Trecho da fonte:
· · · ·
Foto: Ederson Nunes/CMPA

Quem é vândalo, cara pálida?

A aprovação, pela Câmara Municipal de Porto Alegre, na última quarta-feira (20), da “Lei Antivandalismo” é um presente de natal de grego para os porto-alegrenses. A lei prevê multas de até R$ 395 mil para quem “embaraçar ou impedir, por qualquer meio, o livre trânsito de pedestres ou veículos nos logradouros públicos”. A lei fere o direito de livre manifestação garantido pela Constituição Federal, mas mesmo assim, foi aprovada pelos vereadores no PLC 06/17, na alteração das atribuições da Guarda Municipal. Sequer a Guarda Municipal está satisfeita, pois foram ampliadas suas atribuições sem respectivo aumento de vencimento.

Na defesa do Projeto, o Prefeito Nelson Marchezan Jr defende a necessidade de “coibir retrocessos na conduta dos cidadãos”. O problema é quem a Lei escolhe como “inimigo de estado”: a lei é um manual de instruções para o exercício da violência sobre os movimentos sociais. Espécie de atualização do AI-5, qual é o seu maior mecanismo de violência? O monetário. A chave da repressão política deixa de ser a prisão e a consequente tortura para assumir a face da multa, eis-nos diante de outra expressão da lógica neoliberal. Agora, multas que não passavam de 100 reais podem chegar a 395 mil. O Prefeito descobriu uma forma de exercer a violência: basta para isso criminalizar a ocupação do espaço público. E botar um preço caro nisso.

A lei também abusa de mecanismos típicos do nazismo. A proposta é o denuncismo, já que multas podem ser emitidas a partir de denúncias de qualquer cidadão, por internet ou telefone. Você é servidor público, está com salário parcelado e vai as ruas protestar. Agora, sua vizinha, uma liberal eleitora de Bolsonaro, pode denunciar você por perturbação do espaço público. Ora, o espaço público deve ser fruído, gozado, para tudo, inclusive para a política. Mas essa não parece ser a concepção do Prefeito em meu entendimento, que revela uma concepção asséptica de uso do espaço público. Nesse sentido, a lei só poderia ser editada mediante alteração das funções da Guarda Municipal, que amplia suas funções de órgão repressor.
· · · ·
Dados fornecidos:
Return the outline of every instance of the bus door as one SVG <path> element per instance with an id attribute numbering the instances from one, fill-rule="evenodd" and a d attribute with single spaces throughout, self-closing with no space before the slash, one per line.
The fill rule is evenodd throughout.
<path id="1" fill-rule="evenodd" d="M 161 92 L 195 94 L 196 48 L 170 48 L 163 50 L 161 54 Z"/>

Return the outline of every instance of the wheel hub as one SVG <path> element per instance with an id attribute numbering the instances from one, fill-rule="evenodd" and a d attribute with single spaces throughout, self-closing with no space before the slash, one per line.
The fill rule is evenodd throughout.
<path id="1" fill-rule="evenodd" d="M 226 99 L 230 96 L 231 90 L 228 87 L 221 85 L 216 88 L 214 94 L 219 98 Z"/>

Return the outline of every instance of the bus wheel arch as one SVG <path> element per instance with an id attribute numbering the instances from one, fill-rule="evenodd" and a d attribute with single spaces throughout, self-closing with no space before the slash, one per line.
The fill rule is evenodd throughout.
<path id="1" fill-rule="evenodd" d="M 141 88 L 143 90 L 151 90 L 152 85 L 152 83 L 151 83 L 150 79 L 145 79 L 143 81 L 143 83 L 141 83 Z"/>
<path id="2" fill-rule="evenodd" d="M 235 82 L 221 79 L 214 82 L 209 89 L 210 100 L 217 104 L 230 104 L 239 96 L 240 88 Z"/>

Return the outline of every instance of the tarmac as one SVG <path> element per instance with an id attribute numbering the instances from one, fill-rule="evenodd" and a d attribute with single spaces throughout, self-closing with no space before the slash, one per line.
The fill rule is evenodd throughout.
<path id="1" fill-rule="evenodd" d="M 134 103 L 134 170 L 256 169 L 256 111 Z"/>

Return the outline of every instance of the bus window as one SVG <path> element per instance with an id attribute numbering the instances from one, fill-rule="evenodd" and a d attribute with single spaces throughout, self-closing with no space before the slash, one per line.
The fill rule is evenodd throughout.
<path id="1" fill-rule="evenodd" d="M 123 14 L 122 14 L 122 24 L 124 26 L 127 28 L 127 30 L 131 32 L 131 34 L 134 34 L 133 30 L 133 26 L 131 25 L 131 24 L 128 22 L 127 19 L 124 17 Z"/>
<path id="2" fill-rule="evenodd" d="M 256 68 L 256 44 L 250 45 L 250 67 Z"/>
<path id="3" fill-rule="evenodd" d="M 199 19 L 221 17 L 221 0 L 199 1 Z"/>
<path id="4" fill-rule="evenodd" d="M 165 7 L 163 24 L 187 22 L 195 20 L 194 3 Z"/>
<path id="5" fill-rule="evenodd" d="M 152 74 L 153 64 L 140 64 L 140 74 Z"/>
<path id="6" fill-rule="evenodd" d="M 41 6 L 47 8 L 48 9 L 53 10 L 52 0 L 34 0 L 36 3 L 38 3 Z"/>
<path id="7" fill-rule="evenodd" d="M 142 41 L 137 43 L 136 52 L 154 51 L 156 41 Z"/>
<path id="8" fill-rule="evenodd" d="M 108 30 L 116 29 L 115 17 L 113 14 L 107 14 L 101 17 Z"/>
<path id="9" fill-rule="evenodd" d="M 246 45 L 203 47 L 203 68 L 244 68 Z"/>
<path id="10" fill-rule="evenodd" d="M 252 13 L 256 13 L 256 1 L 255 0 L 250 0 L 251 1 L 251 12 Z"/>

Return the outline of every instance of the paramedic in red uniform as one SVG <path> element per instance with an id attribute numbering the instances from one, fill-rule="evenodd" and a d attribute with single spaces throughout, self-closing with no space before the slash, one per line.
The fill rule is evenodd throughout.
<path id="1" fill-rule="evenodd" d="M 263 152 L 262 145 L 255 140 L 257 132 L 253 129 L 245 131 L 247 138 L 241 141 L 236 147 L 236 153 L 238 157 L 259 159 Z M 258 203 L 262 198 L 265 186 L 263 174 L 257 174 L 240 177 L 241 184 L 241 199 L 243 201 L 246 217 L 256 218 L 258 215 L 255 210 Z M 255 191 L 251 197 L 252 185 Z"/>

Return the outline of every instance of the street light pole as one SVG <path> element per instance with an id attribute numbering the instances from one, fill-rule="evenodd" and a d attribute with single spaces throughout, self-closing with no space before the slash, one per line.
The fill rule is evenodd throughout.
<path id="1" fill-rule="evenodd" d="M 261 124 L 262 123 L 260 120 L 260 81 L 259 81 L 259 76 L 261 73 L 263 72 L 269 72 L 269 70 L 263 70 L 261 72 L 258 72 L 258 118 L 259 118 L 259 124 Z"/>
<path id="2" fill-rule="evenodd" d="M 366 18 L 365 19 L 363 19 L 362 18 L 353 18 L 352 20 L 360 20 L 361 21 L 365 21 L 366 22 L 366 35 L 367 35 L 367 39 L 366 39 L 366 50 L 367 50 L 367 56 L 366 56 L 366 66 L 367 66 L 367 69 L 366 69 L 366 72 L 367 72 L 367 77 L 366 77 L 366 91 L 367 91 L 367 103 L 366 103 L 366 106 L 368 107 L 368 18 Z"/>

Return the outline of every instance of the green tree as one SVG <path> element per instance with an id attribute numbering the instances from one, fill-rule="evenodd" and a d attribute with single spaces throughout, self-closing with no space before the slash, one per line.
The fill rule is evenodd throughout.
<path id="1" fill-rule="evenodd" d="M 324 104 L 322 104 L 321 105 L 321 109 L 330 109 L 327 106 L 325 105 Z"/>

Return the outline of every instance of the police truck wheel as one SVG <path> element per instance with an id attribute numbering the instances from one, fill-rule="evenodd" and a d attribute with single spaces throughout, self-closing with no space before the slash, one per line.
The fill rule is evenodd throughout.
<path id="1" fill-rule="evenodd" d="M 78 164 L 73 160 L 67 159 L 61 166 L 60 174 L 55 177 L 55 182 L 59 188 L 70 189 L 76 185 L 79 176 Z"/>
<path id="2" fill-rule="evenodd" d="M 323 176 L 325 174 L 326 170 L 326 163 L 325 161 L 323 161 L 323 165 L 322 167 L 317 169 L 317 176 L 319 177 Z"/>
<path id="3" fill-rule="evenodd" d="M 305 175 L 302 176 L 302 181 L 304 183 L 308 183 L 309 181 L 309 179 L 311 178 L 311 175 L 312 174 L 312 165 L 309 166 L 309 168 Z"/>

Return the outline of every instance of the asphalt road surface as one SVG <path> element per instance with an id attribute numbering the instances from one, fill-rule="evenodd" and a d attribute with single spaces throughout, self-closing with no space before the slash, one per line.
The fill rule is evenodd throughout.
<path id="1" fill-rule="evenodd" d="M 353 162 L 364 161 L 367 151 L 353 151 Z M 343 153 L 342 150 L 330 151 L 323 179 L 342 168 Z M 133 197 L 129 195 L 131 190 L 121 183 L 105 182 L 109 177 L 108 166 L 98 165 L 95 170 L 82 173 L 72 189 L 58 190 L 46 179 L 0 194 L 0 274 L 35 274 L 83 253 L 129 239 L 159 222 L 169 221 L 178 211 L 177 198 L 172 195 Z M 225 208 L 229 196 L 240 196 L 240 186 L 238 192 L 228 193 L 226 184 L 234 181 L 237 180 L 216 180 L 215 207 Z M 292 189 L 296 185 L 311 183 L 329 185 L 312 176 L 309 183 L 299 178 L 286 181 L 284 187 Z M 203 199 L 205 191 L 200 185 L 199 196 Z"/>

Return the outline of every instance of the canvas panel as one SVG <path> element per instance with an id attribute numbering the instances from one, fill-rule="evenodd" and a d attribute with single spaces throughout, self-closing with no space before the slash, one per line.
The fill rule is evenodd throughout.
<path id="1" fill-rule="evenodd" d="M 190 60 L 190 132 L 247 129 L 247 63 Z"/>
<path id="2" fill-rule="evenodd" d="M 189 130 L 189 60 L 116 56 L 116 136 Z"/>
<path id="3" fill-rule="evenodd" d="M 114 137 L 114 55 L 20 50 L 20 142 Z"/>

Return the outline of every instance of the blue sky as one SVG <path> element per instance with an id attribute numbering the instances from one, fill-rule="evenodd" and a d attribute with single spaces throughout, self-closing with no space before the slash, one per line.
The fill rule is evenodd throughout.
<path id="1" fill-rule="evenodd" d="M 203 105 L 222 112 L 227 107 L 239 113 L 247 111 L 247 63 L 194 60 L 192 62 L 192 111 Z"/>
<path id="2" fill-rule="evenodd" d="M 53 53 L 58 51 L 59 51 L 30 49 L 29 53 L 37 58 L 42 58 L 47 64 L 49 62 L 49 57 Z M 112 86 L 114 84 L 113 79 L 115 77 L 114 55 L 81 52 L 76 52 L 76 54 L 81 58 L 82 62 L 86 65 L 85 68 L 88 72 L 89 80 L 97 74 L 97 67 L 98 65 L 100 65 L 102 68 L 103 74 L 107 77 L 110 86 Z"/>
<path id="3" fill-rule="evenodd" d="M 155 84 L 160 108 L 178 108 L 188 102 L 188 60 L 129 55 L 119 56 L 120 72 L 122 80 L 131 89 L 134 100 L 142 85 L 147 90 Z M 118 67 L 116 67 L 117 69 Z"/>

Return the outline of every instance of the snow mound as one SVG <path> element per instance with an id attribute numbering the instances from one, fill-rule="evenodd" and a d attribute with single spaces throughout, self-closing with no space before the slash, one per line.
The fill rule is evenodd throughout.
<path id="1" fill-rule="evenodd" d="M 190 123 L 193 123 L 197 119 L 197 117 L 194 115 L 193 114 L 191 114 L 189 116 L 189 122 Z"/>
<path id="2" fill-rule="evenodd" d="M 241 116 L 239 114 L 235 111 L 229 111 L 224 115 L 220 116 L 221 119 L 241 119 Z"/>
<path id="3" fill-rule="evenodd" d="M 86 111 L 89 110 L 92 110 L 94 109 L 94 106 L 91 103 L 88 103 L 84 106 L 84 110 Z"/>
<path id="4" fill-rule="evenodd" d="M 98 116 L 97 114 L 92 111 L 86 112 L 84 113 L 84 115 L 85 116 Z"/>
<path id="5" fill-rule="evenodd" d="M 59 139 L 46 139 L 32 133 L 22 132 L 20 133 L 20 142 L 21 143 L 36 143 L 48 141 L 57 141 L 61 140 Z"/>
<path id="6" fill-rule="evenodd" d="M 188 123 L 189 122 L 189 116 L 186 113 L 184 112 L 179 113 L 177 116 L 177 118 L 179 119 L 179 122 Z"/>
· · · ·
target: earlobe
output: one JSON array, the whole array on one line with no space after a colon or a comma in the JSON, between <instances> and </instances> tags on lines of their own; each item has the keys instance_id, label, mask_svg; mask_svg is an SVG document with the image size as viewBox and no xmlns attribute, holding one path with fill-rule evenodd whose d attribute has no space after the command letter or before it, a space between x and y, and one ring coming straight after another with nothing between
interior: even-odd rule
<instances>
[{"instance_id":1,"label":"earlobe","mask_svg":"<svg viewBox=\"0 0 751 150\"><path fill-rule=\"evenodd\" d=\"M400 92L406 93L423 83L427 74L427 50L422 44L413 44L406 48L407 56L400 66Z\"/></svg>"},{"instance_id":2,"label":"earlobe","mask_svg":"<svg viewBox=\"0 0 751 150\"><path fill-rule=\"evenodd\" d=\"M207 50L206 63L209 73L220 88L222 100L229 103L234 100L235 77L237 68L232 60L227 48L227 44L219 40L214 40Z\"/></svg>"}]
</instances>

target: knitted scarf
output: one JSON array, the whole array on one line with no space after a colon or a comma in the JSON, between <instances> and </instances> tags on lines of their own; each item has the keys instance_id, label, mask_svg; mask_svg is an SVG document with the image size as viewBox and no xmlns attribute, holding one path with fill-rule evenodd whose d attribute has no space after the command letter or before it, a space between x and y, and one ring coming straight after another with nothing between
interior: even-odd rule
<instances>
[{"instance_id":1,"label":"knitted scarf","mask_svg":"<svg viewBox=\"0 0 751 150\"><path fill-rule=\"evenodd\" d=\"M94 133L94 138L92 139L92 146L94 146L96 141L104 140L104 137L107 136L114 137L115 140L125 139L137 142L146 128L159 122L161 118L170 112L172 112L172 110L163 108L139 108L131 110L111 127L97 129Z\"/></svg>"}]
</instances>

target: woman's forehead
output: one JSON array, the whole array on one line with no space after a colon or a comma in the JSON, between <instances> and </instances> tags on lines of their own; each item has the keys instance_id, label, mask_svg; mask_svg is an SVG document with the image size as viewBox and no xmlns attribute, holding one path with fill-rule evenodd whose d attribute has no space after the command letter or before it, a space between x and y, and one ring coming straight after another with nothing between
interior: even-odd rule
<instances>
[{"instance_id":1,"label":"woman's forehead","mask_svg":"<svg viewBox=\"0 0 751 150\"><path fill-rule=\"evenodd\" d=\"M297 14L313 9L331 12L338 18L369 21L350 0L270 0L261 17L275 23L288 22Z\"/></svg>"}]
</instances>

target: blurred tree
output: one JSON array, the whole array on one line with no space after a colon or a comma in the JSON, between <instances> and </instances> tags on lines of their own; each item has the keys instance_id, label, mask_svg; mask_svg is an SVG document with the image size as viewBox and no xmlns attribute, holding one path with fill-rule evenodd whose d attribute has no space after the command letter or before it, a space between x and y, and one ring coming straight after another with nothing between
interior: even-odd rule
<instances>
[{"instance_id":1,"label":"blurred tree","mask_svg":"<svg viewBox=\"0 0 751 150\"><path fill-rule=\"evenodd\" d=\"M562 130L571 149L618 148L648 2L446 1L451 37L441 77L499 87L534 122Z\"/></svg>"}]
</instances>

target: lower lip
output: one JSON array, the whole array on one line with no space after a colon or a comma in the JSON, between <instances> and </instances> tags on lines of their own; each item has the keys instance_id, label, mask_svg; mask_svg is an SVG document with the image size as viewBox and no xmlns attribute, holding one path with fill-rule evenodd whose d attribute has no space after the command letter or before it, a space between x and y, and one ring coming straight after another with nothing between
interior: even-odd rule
· · · ·
Exercícios:
**1)** Transcreva do texto sobre a Lei Antivandalismo o trecho entre "A aprovação, pela" e "aumento de vencimento.", inclusive.
**2)** Responda às perguntas a seguir com base no texto sobre a Lei Antivandalismo.
(a) Qual é o valor máximo das multas previstas pela lei?
(b) Segundo o Prefeito Nelson Marchezan Jr, o projeto é necessário para coibir o quê?
(c) Por quais meios as denúncias de qualquer cidadão podem ser feitas?

Respostas das tarefas:
**1)**
A aprovação, pela Câmara Municipal de Porto Alegre, na última quarta-feira (20), da “Lei Antivandalismo” é um presente de natal de grego para os porto-alegrenses. A lei prevê multas de até R$ 395 mil para quem “embaraçar ou impedir, por qualquer meio, o livre trânsito de pedestres ou veículos nos logradouros públicos”. A lei fere o direito de livre manifestação garantido pela Constituição Federal, mas mesmo assim, foi aprovada pelos vereadores no PLC 06/17, na alteração das atribuições da Guarda Municipal. Sequer a Guarda Municipal está satisfeita, pois foram ampliadas suas atribuições sem respectivo aumento de vencimento.

**2)**
(a) R$ 395 mil.
(b) Retrocessos na conduta dos cidadãos.
(c) Por internet ou telefone.